* [EXTRACT]:
# Naive Bayesian Network 

## Introduction
Let's classify some spam emails!




## Definitions

$$
P(SPAM=1) = \frac{\texttt{# of emails that are spam}}{\texttt{# of emails in the data set}}
$$ 

$$
P(SPAM=1\mid OFFER=1) := \frac{\texttt{# of emails that are spam and contain the word "offer"}}{\texttt{# of emails that contain the word "offer"}}
$$

## Hypothesis

$$
P(OFFER =1 \mid SPAM=1)  > P(OFFER = 1 \mid SPAM=0)
$$

If given a spam email, the probability of that it contains the word *offer* is higher than the probability of that it does NOT contain the word *offer*, then we can infer that:

$$
P(SPAM=1 \mid OFFER=1) > P(SPAM = 1)
$$

## Proofs

$$ \begin{align}
P(SPAM=1 \mid OFFER=1) = \frac{P(SPAM=1) P(OFFER=1 \mid SPAM=1)}{P(OFFER=1)} \\
= \frac{\frac{\texttt{# of SPAM emails}}{\texttt{# of total emails}}\frac{\texttt{# of SPAM emails with the word OFFER}}{\texttt{# of SPAM emails}}}{\frac{\texttt{# of emails with the word OFFER}}{\texttt{# of total emails}}}\\
= \frac{\texttt{# of SPAM emails with the word OFFER}}{\texttt{# of emails with the word OFFER}}\\
= P(SPAM=1 \mid OFFER=1)\\
\end{align}
$$


## Bayes' Rule

$$
P(SPAM=0 \mid OFFER=1) = \frac{P(SPAM=0)P(OFFER=1 \mid SPAM=0)}{P(OFFER=1)} \\
$$



In [2]:
from naive_bayes.email_set import EmailSet
from naive_bayes.email_set import build_and_save_email_set
from naive_bayes.feature_prob import FeatureProbability

# If you haven't pickled it, then run 
build_and_save_email_set()

es = EmailSet.get()
fp = FeatureProbability.from_email_set(es)

code = es.word_encoding_dictionary.word_to_code("offer")
print "Code: %s" % code
print "Ham count: %s" % fp.class_count.ham_count
print "Spam count: %s" % fp.class_count.spam_count
print "Code count: %s" % fp.code_count[code]
print "Prob ratio: %s" % fp.code_prob_ratio(code)

Dataset already processed!
Code: 3751
Ham count: 3672
Spam count: 1500
Code count: {'spam_count': 141, 'ham_count': 61}
Prob ratio: 5.65849180328

* [WHAT TO DO]:
- 1) Answer these questions about the spam-classification notebook:
(a) What sentence makes up the Introduction?
(b) What code does the printed output give for the word "offer"?
(c) How many ham emails does the printed output report?
- 2) What section headings appear under the main title of the spam-classification notebook, in order?

Dataset entries
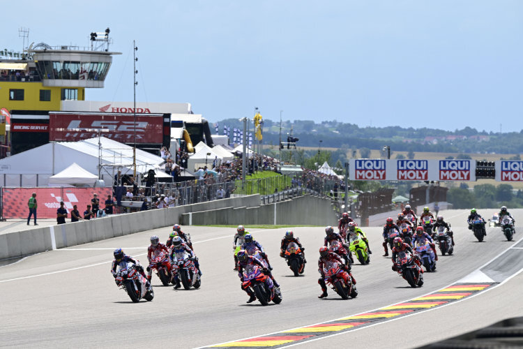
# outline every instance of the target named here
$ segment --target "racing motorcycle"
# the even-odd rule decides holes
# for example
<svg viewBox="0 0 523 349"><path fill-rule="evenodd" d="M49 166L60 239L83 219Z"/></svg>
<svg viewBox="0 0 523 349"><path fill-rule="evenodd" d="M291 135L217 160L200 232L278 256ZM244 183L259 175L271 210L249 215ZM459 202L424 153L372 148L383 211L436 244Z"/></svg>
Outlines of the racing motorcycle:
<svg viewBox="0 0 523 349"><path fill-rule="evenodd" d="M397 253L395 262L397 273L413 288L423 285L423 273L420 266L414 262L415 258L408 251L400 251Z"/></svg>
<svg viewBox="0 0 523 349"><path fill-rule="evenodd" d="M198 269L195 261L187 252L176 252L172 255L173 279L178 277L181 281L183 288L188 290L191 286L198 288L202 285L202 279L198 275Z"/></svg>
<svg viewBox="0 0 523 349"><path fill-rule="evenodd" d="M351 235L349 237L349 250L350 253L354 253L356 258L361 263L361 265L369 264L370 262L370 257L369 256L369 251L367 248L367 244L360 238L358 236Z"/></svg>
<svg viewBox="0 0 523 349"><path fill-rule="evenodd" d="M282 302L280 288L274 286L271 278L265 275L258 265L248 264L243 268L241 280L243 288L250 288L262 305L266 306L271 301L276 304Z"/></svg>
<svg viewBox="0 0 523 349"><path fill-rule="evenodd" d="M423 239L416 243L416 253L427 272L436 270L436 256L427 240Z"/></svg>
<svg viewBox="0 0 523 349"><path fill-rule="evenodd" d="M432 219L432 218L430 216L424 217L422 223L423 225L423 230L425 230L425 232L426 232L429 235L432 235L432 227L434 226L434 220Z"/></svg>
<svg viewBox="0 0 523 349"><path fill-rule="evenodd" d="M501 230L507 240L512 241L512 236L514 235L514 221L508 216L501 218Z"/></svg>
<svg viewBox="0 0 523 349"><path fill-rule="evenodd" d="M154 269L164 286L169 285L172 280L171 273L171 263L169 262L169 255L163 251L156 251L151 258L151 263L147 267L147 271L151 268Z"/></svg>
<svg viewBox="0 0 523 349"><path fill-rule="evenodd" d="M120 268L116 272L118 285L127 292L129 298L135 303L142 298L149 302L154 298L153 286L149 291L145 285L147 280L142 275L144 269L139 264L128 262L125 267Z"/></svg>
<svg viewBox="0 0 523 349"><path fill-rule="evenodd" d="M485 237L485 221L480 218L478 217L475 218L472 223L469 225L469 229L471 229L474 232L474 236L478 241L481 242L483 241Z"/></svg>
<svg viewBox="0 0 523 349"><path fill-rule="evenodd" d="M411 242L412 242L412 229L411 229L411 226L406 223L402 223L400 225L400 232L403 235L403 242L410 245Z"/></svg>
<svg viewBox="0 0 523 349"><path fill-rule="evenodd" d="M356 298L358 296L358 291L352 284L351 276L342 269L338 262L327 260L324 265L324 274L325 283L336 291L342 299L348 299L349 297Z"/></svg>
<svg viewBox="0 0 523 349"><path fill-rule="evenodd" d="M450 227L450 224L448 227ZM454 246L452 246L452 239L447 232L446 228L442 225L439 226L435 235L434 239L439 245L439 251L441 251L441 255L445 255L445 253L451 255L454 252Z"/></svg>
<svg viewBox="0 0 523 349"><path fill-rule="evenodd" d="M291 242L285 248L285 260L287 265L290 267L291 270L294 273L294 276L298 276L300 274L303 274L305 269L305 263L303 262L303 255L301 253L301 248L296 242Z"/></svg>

...

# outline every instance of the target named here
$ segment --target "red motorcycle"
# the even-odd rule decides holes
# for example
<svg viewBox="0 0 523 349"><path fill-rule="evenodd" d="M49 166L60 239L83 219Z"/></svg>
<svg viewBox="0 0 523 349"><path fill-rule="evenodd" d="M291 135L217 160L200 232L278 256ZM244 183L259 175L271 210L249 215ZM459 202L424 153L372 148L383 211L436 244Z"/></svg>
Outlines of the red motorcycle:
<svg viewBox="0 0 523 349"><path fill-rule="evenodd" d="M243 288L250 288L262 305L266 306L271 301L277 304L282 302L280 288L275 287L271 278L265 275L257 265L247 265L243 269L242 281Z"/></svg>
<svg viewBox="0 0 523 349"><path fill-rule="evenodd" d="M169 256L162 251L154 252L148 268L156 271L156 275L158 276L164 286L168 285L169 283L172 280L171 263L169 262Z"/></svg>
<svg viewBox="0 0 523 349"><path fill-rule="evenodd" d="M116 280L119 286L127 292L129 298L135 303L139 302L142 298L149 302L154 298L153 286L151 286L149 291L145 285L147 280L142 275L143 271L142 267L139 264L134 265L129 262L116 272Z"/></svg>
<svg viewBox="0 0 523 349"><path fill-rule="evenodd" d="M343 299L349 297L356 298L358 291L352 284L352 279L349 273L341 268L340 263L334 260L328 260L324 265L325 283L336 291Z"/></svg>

--

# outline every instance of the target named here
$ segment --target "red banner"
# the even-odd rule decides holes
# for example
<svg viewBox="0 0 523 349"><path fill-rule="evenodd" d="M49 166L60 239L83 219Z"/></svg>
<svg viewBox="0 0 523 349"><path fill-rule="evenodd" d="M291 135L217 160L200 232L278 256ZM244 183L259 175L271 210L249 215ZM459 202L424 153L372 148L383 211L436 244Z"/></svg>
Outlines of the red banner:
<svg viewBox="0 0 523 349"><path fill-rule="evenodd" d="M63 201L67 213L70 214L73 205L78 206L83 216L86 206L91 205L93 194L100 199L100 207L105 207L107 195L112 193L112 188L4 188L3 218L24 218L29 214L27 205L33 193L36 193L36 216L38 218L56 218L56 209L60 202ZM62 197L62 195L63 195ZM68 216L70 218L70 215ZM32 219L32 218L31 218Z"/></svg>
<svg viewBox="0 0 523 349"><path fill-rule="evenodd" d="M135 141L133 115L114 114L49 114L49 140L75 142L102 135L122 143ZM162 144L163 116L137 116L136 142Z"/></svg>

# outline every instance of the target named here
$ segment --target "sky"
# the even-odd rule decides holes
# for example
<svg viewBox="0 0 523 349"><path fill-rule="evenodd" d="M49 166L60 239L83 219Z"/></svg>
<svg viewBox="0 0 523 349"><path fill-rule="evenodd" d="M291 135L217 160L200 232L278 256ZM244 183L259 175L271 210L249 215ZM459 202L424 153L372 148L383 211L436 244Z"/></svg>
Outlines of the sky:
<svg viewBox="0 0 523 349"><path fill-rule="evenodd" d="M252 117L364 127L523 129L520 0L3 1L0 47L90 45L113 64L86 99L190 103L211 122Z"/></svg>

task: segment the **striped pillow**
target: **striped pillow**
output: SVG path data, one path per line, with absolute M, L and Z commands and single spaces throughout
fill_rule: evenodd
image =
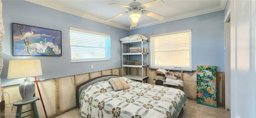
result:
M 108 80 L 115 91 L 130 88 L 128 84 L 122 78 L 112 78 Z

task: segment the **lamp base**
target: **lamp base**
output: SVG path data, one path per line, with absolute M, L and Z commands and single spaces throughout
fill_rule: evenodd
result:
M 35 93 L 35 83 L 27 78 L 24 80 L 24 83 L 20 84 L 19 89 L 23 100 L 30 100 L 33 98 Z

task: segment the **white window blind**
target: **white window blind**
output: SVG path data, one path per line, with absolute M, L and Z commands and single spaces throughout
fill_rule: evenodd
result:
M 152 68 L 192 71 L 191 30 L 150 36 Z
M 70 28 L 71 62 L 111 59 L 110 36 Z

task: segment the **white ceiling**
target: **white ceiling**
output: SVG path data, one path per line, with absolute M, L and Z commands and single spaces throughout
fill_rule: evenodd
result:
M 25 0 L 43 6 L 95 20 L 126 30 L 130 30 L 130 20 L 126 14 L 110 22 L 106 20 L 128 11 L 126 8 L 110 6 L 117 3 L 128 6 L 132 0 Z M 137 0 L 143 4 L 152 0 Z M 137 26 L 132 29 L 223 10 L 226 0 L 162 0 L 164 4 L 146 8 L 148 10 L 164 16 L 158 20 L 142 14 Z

* [SOLUTION SET]:
- 1)
(a) Let's classify some spam emails!
(b) 3751
(c) 3672

- 2)
Introduction
Definitions
Hypothesis
Proofs
Bayes' Rule